• **BRANO PROPOSTO**
Fondando l’evoluzionismo e sostenendo la selezione naturale, Darwin criticò fortemente l’antropocentrismo di stampo religioso e conservatore, che considerava l’uomo come un essere perfetto, superiore alla natura stessa e creato direttamente da Dio.

Nella storia della filosofia e della scienza antica e moderna, infatti, prima dell’arrivo delle teorie evoluzionistiche di Darwin, l’ipotesi dominante era quella di una presunta superiorità dell’uomo nei confronti degli altri esseri naturali, creando una vera e propria scala gerarchica in cui l’essere umano era sempre stato al vertice. Dalla filosofia greca, che considerava l’uomo come l’unico essere razionale dotato di intelletto, alle filosofie moderne, tra cui quella di Francis Bacon, che asservì la natura alle esigenze dell’uomo, è sempre stata presente nella storia del pensiero umano la presunzione di considerarci esseri superiori.

• **CONSEGNA**
Per favore, riduci a un elenco puntato il paragrafo del brano proposto che comincia con «Nella storia della filosofia», mantenendone i fatti principali. I dati provengono da una fonte diversa dal brano.

• **DATI RACCOLTI**

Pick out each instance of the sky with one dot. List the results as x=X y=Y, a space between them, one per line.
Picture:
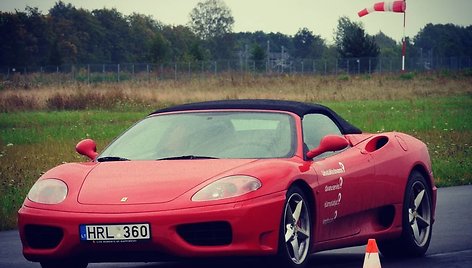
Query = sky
x=285 y=16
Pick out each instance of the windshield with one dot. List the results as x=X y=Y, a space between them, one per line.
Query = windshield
x=206 y=135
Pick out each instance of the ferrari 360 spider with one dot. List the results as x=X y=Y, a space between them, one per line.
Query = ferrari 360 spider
x=271 y=178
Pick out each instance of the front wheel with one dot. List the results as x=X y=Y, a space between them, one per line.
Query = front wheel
x=416 y=223
x=295 y=230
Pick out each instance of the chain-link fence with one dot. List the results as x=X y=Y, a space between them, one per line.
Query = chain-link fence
x=96 y=73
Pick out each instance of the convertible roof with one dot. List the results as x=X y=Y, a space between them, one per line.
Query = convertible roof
x=299 y=108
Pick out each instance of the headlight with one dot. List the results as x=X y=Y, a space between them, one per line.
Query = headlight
x=48 y=191
x=227 y=187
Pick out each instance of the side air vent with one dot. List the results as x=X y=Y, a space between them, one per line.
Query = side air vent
x=376 y=143
x=206 y=234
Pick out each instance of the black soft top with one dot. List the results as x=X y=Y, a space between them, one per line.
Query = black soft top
x=299 y=108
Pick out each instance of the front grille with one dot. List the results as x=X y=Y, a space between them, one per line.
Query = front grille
x=206 y=233
x=43 y=237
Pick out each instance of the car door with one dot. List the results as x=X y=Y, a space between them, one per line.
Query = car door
x=342 y=175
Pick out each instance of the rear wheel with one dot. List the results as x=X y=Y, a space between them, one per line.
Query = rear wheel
x=295 y=230
x=416 y=223
x=64 y=263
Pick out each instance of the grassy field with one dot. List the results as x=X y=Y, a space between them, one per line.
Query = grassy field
x=39 y=127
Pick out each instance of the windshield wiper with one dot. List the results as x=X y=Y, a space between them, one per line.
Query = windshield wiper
x=111 y=158
x=187 y=157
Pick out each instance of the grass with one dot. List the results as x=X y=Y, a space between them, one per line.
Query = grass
x=37 y=136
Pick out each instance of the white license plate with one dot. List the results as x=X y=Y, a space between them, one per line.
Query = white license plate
x=115 y=232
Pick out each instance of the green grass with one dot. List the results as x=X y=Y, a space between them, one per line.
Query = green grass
x=33 y=142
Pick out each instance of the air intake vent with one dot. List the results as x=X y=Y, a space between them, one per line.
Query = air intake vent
x=43 y=237
x=206 y=234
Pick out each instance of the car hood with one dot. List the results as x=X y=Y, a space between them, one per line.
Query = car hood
x=148 y=182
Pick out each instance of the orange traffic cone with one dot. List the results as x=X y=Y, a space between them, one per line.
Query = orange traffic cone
x=371 y=259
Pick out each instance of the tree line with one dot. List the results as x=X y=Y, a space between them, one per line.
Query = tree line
x=70 y=35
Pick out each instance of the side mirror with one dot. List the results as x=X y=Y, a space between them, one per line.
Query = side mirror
x=87 y=147
x=328 y=143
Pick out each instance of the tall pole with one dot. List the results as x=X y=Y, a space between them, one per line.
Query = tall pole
x=404 y=40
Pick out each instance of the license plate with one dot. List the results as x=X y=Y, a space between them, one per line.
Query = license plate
x=114 y=232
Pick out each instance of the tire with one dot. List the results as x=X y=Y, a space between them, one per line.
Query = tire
x=64 y=263
x=416 y=221
x=295 y=230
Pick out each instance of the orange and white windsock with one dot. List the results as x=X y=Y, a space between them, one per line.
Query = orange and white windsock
x=395 y=6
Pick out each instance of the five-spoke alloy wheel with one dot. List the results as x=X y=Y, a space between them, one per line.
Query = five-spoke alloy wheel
x=417 y=220
x=295 y=235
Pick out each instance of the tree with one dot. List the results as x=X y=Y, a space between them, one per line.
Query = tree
x=211 y=19
x=258 y=55
x=387 y=46
x=352 y=42
x=115 y=42
x=160 y=49
x=307 y=45
x=142 y=30
x=212 y=22
x=444 y=40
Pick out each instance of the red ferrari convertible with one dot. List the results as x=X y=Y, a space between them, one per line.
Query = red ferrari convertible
x=230 y=178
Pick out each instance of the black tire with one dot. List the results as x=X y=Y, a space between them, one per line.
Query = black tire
x=295 y=230
x=416 y=223
x=64 y=263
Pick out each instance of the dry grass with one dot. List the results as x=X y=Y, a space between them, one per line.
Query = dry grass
x=432 y=107
x=160 y=93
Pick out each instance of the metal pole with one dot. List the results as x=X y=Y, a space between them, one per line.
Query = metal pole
x=404 y=41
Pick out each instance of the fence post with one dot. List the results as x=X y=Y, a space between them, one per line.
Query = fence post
x=370 y=65
x=358 y=66
x=175 y=71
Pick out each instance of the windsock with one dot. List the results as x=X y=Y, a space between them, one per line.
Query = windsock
x=395 y=6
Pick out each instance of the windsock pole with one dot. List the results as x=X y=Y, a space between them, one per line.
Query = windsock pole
x=404 y=41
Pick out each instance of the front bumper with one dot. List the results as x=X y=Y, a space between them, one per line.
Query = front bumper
x=254 y=231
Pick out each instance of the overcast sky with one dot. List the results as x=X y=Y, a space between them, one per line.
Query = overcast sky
x=285 y=16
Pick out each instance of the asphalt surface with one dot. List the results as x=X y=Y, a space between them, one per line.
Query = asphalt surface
x=451 y=244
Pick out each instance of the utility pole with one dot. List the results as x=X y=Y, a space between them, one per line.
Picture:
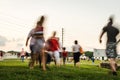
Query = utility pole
x=62 y=36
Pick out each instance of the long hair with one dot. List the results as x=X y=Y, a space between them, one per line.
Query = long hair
x=40 y=22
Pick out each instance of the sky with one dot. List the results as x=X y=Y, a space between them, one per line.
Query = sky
x=81 y=20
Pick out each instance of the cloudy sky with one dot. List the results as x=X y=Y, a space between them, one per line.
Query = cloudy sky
x=82 y=20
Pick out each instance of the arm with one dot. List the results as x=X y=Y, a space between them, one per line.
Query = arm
x=101 y=36
x=27 y=41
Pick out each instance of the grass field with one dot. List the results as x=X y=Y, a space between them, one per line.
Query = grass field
x=17 y=70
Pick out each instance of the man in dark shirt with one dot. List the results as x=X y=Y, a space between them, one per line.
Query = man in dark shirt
x=111 y=52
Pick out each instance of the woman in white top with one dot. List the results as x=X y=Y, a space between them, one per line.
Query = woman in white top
x=76 y=53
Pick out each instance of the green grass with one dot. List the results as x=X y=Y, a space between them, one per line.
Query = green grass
x=17 y=70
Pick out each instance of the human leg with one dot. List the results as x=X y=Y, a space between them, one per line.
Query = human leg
x=113 y=65
x=57 y=57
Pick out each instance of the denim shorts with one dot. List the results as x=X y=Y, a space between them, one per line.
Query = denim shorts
x=111 y=50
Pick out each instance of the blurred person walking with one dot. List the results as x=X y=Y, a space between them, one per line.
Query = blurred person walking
x=22 y=54
x=76 y=53
x=53 y=48
x=37 y=44
x=111 y=52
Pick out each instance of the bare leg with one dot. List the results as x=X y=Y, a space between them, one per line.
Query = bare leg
x=112 y=64
x=43 y=60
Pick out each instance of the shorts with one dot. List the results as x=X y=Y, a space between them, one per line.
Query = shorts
x=111 y=50
x=76 y=57
x=55 y=54
x=36 y=48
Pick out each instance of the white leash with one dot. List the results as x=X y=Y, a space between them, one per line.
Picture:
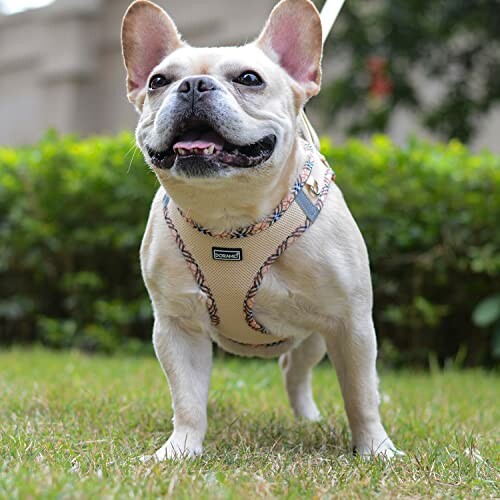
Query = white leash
x=329 y=14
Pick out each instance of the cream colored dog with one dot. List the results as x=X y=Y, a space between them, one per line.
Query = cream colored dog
x=219 y=127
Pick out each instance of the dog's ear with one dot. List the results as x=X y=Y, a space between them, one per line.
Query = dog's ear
x=292 y=38
x=148 y=36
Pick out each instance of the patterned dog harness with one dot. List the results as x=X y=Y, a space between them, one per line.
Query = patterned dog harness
x=229 y=267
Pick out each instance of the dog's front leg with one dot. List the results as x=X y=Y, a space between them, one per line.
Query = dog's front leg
x=186 y=359
x=353 y=350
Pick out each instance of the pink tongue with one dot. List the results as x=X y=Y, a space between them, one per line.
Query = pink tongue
x=200 y=140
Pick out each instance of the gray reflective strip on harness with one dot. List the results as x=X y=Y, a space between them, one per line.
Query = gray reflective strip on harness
x=310 y=210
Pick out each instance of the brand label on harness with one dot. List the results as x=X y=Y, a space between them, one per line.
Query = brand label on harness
x=233 y=254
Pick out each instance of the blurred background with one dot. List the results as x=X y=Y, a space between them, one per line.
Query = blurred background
x=415 y=67
x=423 y=76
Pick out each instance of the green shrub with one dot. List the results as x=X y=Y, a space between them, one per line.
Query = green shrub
x=429 y=214
x=73 y=213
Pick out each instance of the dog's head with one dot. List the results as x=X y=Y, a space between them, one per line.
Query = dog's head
x=217 y=113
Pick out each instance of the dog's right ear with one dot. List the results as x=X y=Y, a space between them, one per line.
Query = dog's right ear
x=148 y=36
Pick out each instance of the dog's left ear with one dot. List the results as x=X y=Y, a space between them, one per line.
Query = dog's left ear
x=148 y=36
x=292 y=38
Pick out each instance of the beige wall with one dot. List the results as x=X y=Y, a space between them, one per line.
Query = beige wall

• **RISPOSTA**
- Prima delle teorie evoluzionistiche di Darwin, nella filosofia e nella scienza antica e moderna prevaleva l'idea che l'uomo fosse superiore agli altri esseri naturali.
- Ne derivava una scala gerarchica con l'essere umano sempre al vertice.
- La filosofia greca vedeva nell'uomo l'unico essere razionale dotato di intelletto.
- Tra le filosofie moderne, quella di Francis Bacon asservì la natura alle esigenze dell'uomo.
- La presunzione di considerarci esseri superiori è sempre stata presente nella storia del pensiero umano.